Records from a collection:
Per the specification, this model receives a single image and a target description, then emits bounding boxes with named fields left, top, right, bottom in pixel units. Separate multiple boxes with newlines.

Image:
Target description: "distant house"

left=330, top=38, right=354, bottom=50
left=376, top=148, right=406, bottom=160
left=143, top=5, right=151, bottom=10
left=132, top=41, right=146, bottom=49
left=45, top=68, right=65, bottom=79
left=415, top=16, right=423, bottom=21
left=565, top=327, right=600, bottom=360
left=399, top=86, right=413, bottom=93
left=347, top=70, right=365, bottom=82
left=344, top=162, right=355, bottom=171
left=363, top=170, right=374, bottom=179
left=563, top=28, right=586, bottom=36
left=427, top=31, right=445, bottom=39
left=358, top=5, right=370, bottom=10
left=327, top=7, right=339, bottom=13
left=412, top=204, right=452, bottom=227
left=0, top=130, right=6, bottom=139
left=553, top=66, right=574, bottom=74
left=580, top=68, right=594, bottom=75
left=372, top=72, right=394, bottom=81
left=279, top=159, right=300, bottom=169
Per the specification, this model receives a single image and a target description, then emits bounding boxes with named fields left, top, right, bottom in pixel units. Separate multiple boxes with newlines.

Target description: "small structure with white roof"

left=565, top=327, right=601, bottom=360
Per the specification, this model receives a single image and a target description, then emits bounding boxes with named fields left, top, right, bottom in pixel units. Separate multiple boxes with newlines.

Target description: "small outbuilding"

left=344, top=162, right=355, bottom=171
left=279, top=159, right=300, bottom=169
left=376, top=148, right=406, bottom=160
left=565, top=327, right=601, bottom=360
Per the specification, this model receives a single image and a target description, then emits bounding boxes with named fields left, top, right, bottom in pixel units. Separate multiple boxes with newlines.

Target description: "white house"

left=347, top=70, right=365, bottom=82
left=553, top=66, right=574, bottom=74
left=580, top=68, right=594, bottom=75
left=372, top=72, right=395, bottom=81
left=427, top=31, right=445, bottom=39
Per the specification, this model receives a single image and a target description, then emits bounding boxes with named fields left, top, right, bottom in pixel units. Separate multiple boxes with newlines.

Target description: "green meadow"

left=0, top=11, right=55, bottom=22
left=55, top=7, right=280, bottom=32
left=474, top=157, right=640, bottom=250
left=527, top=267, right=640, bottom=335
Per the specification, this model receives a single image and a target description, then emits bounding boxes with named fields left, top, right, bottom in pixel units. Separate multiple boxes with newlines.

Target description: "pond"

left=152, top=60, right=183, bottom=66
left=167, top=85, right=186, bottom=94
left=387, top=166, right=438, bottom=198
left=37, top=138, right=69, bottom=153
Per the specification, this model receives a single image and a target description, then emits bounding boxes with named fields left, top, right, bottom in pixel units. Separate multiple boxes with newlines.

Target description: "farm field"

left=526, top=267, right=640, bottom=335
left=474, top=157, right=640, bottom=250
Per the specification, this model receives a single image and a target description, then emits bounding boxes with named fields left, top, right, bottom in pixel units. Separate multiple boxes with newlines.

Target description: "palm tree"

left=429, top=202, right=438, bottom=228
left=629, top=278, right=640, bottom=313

» Problem description
Repeat the entries word for word. Skip none of them.

» Solution to this task
Per the specification, this model receives a single image and a target description, then emits bounding boxes with named fields left, top, right, bottom in pixel units. Separate multiple boxes with newlines.

Image:
Target description: "distant house"

left=330, top=38, right=354, bottom=50
left=376, top=148, right=406, bottom=160
left=143, top=5, right=151, bottom=10
left=132, top=41, right=146, bottom=49
left=45, top=68, right=65, bottom=79
left=415, top=16, right=423, bottom=21
left=565, top=327, right=600, bottom=360
left=399, top=86, right=413, bottom=93
left=347, top=70, right=365, bottom=82
left=344, top=162, right=355, bottom=171
left=363, top=170, right=374, bottom=179
left=563, top=28, right=586, bottom=36
left=427, top=31, right=445, bottom=39
left=358, top=5, right=370, bottom=10
left=327, top=7, right=339, bottom=13
left=412, top=204, right=452, bottom=227
left=0, top=130, right=6, bottom=139
left=553, top=66, right=574, bottom=74
left=580, top=68, right=594, bottom=75
left=372, top=72, right=394, bottom=81
left=279, top=159, right=300, bottom=169
Per the specification, this model receives a single image and a target description, then emits bounding boxes with named fields left, top, right, bottom in pixel units. Separate multiple boxes with newlines.

Target description: "small structure with white roof"

left=565, top=327, right=601, bottom=360
Per the specification, this model receives a single image and a target description, then emits bounding boxes with named fields left, top, right, bottom in pixel units. Separate multiple boxes with newlines.

Target description: "small outbuilding"

left=344, top=162, right=355, bottom=171
left=279, top=159, right=300, bottom=169
left=376, top=148, right=406, bottom=160
left=565, top=327, right=601, bottom=360
Per the specification, this model receives a single image and a target description, then emits bounding boxes with named fields left, top, right, bottom in pixel units. Separate multiple boxes with newlines.

Target description: "white house"

left=347, top=70, right=365, bottom=82
left=553, top=66, right=574, bottom=74
left=580, top=68, right=594, bottom=75
left=372, top=72, right=395, bottom=81
left=427, top=31, right=445, bottom=39
Per the specification, this model receives a single image and a target description, then emits bounding boxes with named fields left, top, right, bottom in pixel units. Separate multiple boxes with newlines.

Target description: "green meadow"

left=0, top=11, right=55, bottom=22
left=55, top=7, right=280, bottom=32
left=474, top=157, right=640, bottom=250
left=527, top=267, right=640, bottom=335
Per the specification, this model receives a single image and a target description, then emits bounding boxes with named fields left, top, right, bottom in pixel units. Separate multiple boxes with newlines.

Target description: "pond"

left=152, top=60, right=183, bottom=66
left=167, top=85, right=186, bottom=94
left=387, top=166, right=438, bottom=198
left=37, top=138, right=69, bottom=153
Per the specification, this model receives a single image and a target description, then emits bounding boxes with named fields left, top, right, bottom in pixel units. Separate multiple boxes with newlines.

Target description: "farm field"

left=526, top=267, right=640, bottom=335
left=474, top=157, right=640, bottom=250
Per the specification, this model receives a single image and a target description, then emits bounding boxes with named fields left, top, right, bottom in pixel units. Separate multiple boxes with newlines.

Target description: "palm tree"

left=429, top=202, right=438, bottom=228
left=629, top=278, right=640, bottom=313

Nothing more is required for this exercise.